**WRITTEN PROBLEM**
Repeat the material below word for word, keeping every line in its original order.

**SUPPLIED DATA**
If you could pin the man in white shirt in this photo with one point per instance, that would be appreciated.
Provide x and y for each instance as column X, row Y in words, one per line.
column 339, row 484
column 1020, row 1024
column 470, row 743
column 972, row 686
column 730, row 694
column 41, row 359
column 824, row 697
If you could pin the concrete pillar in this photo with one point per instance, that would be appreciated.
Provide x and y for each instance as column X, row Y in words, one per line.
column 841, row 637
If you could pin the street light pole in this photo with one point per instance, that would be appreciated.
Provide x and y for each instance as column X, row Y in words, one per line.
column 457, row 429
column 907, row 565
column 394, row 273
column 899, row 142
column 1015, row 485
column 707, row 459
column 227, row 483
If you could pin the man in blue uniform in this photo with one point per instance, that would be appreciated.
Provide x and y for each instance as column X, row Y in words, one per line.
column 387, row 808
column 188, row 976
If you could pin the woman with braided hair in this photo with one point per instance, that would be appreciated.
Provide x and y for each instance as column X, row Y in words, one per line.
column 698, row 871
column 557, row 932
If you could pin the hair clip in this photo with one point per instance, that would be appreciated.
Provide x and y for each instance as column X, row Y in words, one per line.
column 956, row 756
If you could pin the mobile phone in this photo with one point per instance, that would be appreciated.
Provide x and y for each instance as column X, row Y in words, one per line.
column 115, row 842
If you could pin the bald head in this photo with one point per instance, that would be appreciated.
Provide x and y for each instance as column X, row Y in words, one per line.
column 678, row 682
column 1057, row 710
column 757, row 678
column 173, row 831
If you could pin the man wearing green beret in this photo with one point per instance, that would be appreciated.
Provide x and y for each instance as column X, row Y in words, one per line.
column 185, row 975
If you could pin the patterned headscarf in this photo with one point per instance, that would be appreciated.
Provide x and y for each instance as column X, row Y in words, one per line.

**RESULT**
If you could pin the man in white shirt in this photo with one point per instance, that would be appreciated.
Provide x and y for each instance as column X, row Y in words, one per line.
column 339, row 484
column 1020, row 1024
column 470, row 743
column 972, row 686
column 730, row 694
column 41, row 359
column 824, row 697
If you could pin the concrete pillar in this photo with one point per instance, that would be appreciated.
Provide x and y for each instance as column X, row Y in words, one per line.
column 841, row 637
If you could pin the street light pole in this photo with one point per instance, that would be appreciated.
Provide x and y for each instance as column X, row Y in words, one per line.
column 457, row 429
column 907, row 565
column 394, row 273
column 899, row 142
column 1015, row 485
column 707, row 459
column 227, row 483
If you could pin the man in blue uniform in this photo with one point per instance, that would be appreciated.
Provide x and y for each instance as column X, row Y in words, one per line.
column 387, row 808
column 188, row 976
If you could pin the woman with braided hair in this photo with one point per instance, that would be appreciated.
Provide x and y for each instance as column X, row Y in words, one per line.
column 698, row 871
column 557, row 932
If you could pin the hair clip in this photo with one point per instance, that would be appreciated.
Provide x and y for each instance as column X, row Y in words, one per line.
column 956, row 756
If you could pin the mobile phone in this photo with one point per instance, that would be appreciated.
Provide x and y for each instance as column X, row Y in words, one per line.
column 115, row 842
If you could pin the bald head in this photo with one point per instance, that would be appreciated.
Provide x and y for each instance as column X, row Y in words, one per line.
column 678, row 682
column 1057, row 710
column 757, row 678
column 173, row 831
If you could pin the man wearing green beret in this photo with one point per instance, that would be appreciated.
Provide x and y for each instance as column X, row Y in words, one per line.
column 185, row 975
If you could pin the patterned headscarf in this photo with one point per instance, that would be appreciated.
Provide x and y for each instance as column X, row Y in words, one per line.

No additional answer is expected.